Texto apresentado:
PICICA: "Quando “hierarquias do
mercado ditarem escolhas da política econômica e o próprio mercado
estabelecer as regras das relações humano-sociais, a democracia,
entendida como processo de decisão resultante de um princípio dialético,
está morta”, adverte economista italiano"
A morte da democracia e a farsa neoliberal da neutralidade da moeda. Entrevista especial com Andrea Fumagalli
Quando “hierarquias do
mercado ditarem escolhas da política econômica e o próprio mercado
estabelecer as regras das relações humano-sociais, a democracia,
entendida como processo de decisão resultante de um princípio dialético,
está morta”, adverte economista italiano
Foto: direitoagesn.blogspot.com |
Andrea Fumagalli (foto
abaixo) é Doutor em Economia Política, professor no Departamento de
Economia Política e Método Quantitativo da Faculdade de Economia e
Comércio da Università di Pavia, Itália. Seus temas de interesse são
teoria macroeconômica, teoria do circuito monetário; economia da
inovação e da indústria, flexibilidade do mercado de trabalho e mutação
do capitalismo contemporâneo: o paradigma do capitalismo cognitivo,
entre outros.
Dentre seus vários livros publicados, citamos: Il lavoro. Nuovo e vecchio sfruttamento (Milão: Punto Rosso, 2006), Bioeconomia e capitalismo cognitivo. Verso un nuovo paradigma di accumulazione (Roma: Carocci Editore, 2007) e La crisi economica globale (Verona: Ombre corte, 2009).
Em 2010 Fumagalli participou com uma conferência do XI Simpósio Internacional IHU: O (des)governo biopolítico da vida humana, quando falou sobre A financeirização como forma de biopoder.
Na próxima semana, dia 23-09-2015 o economista profere a conferência Bioeconomia e capitalismo cognitivo, dentro da programação do V
Colóquio Latino-Americano de Biopolítica | III Colóquio Internacional
de Biopolítica e Educação | XVII Simpósio Internacional IHU. Saberes e
Práticas na Constituição dos Sujeitos na Contemporaneidade.
Confira a entrevista.
Foto: wikimedia.org |
Andrea Fumagalli - O atual paradigma de acumulação chama-se "capitalismo cognitivo". Conforme Carlo Vercellone, "o termo capitalismo
designa aquelas variáveis fundamentais do sistema capitalista que
permanecem, mesmo transformando-se: em particular, a preponderância do
lucro e da relação salarial ou, mais precisamente, as diferentes formas
de trabalho dependente, dais quais se extrai a mais-valia; o atributo
cognitivo evidencia a nova natureza do trabalho, as
fontes de valorização e a estrutura da propriedade, sobre as quais se
funda o processo de acumulação e das contradições que esta mutação
gera".

Instrução dada A:
Atualize o trecho do texto sobre Andrea Fumagalli de "Na próxima semana, dia" a "Sujeitos na Contemporaneidade.", trocando "Contemporaneidade" por "Atualidade", e escreva o trecho inteiro.

Trecho dos dados:
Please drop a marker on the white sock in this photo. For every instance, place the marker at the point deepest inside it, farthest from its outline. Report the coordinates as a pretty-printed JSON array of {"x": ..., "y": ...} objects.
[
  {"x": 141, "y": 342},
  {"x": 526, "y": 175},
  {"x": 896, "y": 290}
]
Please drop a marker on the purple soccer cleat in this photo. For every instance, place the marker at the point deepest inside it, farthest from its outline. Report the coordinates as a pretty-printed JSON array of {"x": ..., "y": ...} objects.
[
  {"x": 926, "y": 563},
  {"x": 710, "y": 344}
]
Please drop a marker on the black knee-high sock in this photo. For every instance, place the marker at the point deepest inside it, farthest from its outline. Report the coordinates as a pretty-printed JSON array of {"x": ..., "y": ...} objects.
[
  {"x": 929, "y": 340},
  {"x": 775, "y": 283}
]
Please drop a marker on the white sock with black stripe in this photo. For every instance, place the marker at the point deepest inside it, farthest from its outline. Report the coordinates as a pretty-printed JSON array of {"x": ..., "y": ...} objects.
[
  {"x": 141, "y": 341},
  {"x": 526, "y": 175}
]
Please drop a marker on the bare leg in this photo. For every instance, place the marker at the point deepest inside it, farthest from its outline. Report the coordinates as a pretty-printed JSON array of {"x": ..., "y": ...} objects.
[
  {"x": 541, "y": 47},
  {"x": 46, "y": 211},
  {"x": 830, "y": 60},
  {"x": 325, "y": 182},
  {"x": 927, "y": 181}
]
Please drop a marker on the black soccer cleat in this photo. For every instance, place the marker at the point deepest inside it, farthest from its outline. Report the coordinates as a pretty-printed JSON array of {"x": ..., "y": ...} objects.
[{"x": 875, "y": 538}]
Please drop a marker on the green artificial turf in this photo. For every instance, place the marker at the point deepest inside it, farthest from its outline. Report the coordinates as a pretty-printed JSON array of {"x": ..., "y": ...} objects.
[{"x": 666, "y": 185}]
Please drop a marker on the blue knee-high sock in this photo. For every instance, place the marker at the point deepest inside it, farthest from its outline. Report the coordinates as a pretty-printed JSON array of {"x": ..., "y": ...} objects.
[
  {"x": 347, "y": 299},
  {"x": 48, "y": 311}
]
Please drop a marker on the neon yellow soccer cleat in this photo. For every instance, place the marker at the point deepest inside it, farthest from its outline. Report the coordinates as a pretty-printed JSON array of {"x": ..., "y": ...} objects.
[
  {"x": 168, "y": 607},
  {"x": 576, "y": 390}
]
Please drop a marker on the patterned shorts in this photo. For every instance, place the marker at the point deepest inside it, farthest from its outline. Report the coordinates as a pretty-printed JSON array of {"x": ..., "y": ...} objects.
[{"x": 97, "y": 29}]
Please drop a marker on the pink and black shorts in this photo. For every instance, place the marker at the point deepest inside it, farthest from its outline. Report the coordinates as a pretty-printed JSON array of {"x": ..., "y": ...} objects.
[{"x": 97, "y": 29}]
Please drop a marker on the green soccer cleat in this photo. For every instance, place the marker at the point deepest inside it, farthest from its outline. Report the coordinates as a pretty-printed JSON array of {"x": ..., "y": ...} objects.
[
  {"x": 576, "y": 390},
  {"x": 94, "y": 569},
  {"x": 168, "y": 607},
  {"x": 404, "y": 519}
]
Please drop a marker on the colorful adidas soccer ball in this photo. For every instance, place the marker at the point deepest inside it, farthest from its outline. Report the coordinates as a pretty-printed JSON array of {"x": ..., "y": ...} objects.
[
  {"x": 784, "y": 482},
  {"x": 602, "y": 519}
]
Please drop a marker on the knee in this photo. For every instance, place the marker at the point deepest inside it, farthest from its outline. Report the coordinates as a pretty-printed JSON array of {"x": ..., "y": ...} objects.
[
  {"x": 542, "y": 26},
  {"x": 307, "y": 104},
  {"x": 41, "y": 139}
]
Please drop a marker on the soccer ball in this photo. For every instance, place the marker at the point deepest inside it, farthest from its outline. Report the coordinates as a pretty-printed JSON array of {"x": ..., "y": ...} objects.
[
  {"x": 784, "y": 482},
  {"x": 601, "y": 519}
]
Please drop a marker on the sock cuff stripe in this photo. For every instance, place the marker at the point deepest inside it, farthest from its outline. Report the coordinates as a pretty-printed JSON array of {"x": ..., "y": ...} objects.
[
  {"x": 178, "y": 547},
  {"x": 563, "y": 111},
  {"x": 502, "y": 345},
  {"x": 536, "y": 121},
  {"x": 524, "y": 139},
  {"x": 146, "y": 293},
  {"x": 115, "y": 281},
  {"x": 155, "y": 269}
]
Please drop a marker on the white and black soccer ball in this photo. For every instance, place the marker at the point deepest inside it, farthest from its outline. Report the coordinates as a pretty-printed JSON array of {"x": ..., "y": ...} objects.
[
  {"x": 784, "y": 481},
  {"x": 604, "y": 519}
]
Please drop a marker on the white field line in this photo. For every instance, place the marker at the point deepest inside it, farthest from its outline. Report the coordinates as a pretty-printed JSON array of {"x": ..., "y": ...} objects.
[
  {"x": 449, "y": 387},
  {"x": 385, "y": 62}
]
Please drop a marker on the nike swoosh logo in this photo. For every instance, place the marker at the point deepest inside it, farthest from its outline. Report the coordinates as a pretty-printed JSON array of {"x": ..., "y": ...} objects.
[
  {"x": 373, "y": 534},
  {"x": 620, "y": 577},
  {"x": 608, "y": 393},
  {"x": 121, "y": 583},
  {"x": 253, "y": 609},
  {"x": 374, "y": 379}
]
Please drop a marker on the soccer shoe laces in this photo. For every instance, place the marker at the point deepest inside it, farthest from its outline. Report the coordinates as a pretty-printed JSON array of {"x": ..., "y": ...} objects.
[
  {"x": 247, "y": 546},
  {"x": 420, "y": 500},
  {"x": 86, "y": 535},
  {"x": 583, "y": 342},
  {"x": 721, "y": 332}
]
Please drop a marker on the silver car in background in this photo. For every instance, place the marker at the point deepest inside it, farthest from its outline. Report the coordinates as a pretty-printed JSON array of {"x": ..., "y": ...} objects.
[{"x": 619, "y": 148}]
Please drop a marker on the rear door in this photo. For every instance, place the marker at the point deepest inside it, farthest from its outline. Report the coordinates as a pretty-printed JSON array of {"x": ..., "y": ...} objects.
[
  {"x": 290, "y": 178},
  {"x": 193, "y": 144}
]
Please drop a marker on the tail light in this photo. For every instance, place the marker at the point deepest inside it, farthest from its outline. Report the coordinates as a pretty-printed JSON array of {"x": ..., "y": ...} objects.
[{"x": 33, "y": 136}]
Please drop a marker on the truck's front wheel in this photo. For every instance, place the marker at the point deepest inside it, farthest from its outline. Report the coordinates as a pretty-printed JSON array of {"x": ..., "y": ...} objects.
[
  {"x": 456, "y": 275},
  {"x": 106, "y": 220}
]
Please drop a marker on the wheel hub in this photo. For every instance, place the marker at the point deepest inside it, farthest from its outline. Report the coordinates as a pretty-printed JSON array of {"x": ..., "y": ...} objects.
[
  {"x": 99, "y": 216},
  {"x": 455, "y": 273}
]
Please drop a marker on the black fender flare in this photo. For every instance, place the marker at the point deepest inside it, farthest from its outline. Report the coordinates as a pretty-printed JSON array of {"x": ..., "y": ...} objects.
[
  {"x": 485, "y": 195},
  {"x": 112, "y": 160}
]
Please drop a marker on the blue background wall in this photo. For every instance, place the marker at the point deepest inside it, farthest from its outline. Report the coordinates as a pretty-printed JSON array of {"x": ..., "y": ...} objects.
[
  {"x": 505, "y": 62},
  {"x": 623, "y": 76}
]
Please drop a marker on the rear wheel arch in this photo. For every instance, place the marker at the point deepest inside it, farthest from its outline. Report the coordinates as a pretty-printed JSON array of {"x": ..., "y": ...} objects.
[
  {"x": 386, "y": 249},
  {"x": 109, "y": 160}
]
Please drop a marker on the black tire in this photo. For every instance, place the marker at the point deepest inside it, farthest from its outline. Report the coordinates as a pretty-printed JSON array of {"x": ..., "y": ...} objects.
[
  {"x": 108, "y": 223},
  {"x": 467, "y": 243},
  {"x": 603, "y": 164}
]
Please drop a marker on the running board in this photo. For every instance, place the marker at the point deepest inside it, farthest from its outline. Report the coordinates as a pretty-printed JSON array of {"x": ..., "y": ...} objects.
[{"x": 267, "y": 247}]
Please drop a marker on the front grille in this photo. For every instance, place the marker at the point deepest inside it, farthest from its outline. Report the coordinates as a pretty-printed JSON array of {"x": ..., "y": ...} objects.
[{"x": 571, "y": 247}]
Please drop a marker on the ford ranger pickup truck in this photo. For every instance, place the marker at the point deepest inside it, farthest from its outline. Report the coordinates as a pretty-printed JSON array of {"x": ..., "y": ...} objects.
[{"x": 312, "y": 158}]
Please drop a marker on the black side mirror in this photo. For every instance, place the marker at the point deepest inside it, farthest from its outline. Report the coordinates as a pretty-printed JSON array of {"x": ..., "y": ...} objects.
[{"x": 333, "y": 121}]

Instrução dada B:
Retorne todas as linhas dos registros que contêm a palavra "stripe".

Resposta do exercício A:
Na próxima semana, dia 23-09-2015 o economista profere a conferência Bioeconomia e capitalismo cognitivo, dentro da programação do V
Colóquio Latino-Americano de Biopolítica | III Colóquio Internacional
de Biopolítica e Educação | XVII Simpósio Internacional IHU. Saberes e
Práticas na Constituição dos Sujeitos na Atualidade.

Resposta do exercício B:
Please drop a marker on the white sock with black stripe in this photo. For every instance, place the marker at the point deepest inside it, farthest from its outline. Report the coordinates as a pretty-printed JSON array of {"x": ..., "y": ...} objects.
Please drop a marker on the sock cuff stripe in this photo. For every instance, place the marker at the point deepest inside it, farthest from its outline. Report the coordinates as a pretty-printed JSON array of {"x": ..., "y": ...} objects.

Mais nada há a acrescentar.